▶ **DO THIS**
Gather every line of the data below that contains the string "traffic", matching case exactly.

Data for pointing and labeling
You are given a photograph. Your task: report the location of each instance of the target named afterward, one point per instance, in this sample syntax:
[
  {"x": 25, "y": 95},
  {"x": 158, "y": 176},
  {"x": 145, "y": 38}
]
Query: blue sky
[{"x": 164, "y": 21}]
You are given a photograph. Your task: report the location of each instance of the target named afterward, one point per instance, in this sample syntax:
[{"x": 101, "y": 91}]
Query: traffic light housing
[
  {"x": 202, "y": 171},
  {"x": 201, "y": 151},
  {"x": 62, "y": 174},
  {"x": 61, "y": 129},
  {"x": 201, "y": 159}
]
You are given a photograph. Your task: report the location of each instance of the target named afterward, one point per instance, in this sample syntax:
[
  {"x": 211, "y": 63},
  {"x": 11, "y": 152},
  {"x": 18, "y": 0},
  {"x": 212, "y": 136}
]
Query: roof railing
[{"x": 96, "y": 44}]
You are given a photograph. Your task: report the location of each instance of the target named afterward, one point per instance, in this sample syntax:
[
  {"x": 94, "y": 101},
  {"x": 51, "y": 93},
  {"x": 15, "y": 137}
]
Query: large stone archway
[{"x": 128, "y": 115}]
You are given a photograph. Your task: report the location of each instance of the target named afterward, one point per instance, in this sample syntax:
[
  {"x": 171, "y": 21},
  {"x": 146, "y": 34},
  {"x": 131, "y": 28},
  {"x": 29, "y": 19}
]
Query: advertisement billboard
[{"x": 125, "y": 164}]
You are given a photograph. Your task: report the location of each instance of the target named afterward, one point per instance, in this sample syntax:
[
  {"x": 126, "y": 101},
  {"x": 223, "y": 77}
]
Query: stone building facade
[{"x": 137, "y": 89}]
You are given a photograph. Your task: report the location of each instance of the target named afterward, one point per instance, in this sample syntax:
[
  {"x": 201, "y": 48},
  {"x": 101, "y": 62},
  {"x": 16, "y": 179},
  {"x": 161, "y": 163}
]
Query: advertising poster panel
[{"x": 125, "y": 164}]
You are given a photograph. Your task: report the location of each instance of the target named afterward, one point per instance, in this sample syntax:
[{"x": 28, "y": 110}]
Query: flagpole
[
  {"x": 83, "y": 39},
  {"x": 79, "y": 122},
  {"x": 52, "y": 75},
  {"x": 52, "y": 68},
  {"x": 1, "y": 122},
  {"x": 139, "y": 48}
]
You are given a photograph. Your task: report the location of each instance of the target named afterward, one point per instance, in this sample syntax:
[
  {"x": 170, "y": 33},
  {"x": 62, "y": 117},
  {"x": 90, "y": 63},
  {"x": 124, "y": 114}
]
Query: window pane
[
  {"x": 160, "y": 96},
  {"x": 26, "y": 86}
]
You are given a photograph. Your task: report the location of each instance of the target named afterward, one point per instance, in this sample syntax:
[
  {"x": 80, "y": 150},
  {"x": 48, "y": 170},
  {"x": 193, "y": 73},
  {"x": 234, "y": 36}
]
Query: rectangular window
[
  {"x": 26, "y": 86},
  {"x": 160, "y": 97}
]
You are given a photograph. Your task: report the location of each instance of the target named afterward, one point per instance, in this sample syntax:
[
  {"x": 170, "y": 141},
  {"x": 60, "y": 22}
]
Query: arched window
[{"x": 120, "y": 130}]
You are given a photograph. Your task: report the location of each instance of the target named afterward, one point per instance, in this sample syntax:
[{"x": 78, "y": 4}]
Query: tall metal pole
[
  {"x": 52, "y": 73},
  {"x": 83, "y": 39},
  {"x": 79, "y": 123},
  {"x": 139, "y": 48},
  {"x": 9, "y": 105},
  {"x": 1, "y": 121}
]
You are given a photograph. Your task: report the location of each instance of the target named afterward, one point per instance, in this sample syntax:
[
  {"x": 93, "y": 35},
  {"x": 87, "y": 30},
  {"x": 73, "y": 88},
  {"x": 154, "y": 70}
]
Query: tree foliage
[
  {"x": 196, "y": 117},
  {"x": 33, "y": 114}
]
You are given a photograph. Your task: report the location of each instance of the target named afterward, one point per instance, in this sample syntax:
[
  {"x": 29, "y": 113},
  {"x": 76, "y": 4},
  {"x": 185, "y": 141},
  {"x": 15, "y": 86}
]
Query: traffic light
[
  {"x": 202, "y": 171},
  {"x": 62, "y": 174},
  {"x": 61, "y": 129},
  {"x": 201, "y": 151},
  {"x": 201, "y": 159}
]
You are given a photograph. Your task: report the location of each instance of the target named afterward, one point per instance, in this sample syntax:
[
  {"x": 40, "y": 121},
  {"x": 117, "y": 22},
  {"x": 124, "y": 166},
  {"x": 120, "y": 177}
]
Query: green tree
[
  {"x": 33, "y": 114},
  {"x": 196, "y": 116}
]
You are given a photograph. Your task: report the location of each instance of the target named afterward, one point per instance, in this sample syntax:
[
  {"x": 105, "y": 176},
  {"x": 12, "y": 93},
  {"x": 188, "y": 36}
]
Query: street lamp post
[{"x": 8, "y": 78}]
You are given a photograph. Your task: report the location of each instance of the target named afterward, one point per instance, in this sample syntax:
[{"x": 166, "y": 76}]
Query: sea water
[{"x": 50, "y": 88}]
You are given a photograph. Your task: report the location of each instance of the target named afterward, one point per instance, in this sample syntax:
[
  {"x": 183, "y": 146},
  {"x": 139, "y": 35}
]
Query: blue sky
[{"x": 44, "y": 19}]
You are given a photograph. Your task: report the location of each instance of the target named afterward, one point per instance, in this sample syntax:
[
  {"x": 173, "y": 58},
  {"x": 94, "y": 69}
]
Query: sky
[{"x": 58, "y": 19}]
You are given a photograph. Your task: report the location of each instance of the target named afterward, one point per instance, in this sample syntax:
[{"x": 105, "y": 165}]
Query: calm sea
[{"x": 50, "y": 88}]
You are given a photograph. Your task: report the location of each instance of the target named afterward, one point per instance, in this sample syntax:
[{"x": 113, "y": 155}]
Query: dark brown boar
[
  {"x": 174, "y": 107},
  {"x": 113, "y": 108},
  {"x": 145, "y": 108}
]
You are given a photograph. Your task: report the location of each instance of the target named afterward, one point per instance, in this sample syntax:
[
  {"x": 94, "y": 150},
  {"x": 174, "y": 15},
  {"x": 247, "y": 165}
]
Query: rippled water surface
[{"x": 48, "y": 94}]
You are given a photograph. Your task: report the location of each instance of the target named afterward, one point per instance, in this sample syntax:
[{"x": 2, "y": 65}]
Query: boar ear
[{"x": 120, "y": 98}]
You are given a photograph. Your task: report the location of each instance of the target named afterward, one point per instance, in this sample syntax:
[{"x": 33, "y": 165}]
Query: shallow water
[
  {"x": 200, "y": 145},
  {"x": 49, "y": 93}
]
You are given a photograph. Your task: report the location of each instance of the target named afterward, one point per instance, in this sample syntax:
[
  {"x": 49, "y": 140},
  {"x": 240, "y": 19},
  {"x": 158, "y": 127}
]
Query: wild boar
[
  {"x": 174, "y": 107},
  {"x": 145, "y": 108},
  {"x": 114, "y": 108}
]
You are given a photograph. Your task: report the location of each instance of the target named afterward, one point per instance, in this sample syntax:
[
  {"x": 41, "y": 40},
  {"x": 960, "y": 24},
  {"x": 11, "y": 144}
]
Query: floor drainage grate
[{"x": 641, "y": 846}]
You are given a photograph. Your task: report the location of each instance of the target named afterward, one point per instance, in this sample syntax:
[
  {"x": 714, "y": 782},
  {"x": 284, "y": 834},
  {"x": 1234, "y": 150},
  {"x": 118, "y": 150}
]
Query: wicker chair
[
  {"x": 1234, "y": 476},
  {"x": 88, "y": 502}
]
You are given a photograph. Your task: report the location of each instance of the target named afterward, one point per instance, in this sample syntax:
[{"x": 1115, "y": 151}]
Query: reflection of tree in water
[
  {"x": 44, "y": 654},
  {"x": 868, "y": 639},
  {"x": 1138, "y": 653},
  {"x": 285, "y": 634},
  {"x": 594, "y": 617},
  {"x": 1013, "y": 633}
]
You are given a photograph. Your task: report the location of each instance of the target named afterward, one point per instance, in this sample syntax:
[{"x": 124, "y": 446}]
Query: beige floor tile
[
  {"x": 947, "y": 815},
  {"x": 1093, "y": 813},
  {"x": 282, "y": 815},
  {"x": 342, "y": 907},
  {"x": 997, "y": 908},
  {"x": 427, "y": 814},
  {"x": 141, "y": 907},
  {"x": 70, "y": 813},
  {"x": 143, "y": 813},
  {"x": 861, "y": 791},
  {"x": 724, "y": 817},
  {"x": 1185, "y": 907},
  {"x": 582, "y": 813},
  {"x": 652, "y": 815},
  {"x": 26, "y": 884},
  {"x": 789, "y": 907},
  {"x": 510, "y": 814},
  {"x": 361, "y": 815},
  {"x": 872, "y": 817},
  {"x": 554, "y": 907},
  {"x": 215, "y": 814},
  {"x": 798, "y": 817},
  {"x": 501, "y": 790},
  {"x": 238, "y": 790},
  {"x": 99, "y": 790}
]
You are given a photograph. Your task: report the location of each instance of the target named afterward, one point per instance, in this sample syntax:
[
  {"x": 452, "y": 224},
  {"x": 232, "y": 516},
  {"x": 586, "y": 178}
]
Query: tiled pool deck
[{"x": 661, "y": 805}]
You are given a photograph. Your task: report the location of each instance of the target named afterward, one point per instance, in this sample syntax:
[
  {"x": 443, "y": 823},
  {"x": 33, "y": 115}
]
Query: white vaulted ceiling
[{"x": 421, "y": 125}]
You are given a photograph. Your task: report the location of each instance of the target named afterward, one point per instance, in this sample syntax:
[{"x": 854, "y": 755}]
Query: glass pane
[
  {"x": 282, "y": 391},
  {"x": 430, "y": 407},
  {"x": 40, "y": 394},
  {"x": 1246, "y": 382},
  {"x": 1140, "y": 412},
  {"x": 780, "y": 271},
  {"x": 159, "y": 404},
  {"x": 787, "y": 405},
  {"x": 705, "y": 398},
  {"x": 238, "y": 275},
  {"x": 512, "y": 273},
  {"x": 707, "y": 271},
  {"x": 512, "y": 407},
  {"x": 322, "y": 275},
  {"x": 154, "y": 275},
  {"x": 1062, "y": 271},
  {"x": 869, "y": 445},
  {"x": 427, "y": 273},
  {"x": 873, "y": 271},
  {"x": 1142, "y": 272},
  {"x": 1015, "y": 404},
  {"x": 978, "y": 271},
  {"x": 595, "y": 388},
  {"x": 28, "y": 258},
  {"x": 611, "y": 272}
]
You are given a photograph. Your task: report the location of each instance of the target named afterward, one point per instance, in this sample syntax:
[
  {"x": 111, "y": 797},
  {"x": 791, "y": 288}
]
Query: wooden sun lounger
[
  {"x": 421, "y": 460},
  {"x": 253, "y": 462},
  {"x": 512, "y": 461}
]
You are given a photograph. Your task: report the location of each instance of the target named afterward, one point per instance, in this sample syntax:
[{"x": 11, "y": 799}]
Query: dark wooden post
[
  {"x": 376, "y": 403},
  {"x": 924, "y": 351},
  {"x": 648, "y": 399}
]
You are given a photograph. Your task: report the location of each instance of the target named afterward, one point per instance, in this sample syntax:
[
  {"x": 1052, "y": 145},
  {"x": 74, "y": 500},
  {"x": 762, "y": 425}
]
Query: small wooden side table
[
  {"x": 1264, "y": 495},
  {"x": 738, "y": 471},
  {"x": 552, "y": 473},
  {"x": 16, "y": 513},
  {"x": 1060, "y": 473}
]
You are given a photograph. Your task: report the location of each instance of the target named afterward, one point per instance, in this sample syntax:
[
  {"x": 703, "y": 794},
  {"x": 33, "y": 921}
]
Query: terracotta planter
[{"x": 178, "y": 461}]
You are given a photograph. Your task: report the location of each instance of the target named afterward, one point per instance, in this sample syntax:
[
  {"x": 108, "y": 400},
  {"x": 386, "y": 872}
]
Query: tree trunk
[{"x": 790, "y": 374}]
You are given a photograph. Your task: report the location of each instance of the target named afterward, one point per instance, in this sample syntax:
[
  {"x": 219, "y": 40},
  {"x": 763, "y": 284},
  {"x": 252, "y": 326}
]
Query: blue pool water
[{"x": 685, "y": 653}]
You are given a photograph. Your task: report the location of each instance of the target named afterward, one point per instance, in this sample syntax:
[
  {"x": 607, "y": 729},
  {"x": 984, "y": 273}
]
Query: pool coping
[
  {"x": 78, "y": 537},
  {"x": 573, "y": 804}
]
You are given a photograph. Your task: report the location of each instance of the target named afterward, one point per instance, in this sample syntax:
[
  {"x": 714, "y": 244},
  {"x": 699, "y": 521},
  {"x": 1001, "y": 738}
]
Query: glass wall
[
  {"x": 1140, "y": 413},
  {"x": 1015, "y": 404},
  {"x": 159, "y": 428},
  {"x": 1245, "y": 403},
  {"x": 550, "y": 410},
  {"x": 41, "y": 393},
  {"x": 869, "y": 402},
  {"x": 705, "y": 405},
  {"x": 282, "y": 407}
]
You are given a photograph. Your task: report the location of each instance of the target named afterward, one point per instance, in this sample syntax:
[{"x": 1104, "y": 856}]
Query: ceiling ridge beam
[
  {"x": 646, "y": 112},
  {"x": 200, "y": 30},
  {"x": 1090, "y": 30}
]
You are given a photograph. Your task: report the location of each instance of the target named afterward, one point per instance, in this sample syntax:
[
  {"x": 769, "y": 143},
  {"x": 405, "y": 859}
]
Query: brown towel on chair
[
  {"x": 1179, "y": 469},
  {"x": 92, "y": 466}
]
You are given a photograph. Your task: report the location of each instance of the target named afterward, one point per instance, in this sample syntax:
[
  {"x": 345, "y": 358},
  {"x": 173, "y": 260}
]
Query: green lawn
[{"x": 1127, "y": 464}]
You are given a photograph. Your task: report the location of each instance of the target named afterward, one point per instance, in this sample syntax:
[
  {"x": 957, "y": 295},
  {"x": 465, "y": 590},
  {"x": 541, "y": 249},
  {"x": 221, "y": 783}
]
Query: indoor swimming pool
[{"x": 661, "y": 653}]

▶ **THE SOLUTION**
Query: traffic light housing
Query: traffic light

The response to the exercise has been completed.